§ Written exercise
From the streaming code excerpt below, list the name of every method defined inside the StreamingClientObserver class.

§ Page excerpt
RTMP_URL = "rtmp://172.17.0.1:1935/xxxxx/livestream" # RTMP streaming URL

class StreamingClientObserver:
    def __init__(self):
        self.images = {}
        self.audio_data = None

    def on_image_received(self, image: np.array, record: ImageDataRecord):
        self.images[record.camera_id] = image

    def on_audio_received(self, audio: 'AudioData', record: 'AudioMetadata', **kwargs):
    	self.audio_data = np.clip(np.array(audio.data), -32768, 32767).astype(np.int16)


def start_ffmpeg_process():
    """
    Start the FFmpeg process for pushing video and audio streams to RTMP.
    """
    command = [
        "ffmpeg",
        "-y",  # Overwrite output file
        "-f", "rawvideo",  # Input as raw video stream
        "-vcodec", "rawvideo",
        "-pix_fmt", "rgb24",  # Pixel format as RGB24
        "-s", "1408x1408",  # Input resolution (adjust based on the device)
        "-r", "10",  # Frame rate
        "-i", "-",  # Video read from standard input
        "-f", "s32le",  # Audio input format as 16-bit little-endian
        "-ar", "48000",  # Audio sampling rate
        "-ac", "2",  # Mono channel
        "-i", "-",  # Audio read from standard input
        "-c:v", "libx264",  # Video encoding as H.264
        "-preset", "veryfast",  # Encoding speed
        "-c:a", "aac",  # Audio encoding as AAC
        "-b:a", "128k",  # Audio bitrate
        "-f", "flv",  # Output format as FLV
        RTMP_URL,  # Streaming URL
    ]
    return subprocess.Popen(command, stdin=subprocess.PIPE)


def main():
    # Set SDK log level
    aria.set_log_level(aria.Level.Info)

    # Create a StreamingClient instance
    streaming_client = aria.StreamingClient()

    # Configure subscription
    config = streaming_client.subscription_config
    config.subscriber_data_type = aria.StreamingDataType.Rgb | aria.StreamingDataType.Audio  # Subscribe to RGB and audio data streams
    config.message_queue_size[aria.StreamingDataType.Rgb] = 1024  # Set queue size to 1
    config.message_queue_size[aria.StreamingDataType.Audio] = 1024  # Set queue size to 1
    options = aria.StreamingSecurityOptions()
    options.use_ephemeral_certs = True  # Use ephemeral certificates
    config.security_options = options
    streaming_client.subscription_config = config

    # Create and set observer
    observer = StreamingClientObserver()

Coordinate labeling data
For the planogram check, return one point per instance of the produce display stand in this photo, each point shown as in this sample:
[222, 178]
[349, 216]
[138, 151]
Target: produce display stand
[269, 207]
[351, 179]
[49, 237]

--

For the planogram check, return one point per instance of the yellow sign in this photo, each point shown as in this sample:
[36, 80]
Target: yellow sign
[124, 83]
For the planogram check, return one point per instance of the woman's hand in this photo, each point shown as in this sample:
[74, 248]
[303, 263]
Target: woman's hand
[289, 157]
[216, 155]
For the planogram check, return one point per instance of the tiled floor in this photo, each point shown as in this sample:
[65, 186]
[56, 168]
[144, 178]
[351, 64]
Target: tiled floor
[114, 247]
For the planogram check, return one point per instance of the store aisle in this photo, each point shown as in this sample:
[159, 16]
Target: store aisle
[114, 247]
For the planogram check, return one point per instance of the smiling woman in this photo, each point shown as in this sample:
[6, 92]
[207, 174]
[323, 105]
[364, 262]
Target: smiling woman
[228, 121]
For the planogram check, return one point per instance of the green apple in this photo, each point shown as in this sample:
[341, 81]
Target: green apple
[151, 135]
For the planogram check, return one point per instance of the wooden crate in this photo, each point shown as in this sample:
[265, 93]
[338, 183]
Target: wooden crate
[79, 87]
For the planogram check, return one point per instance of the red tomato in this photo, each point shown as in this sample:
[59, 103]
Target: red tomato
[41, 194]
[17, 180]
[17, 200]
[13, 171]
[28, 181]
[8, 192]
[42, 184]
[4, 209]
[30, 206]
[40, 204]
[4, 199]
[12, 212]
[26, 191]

§ Output for this task
__init__, on_image_received, on_audio_received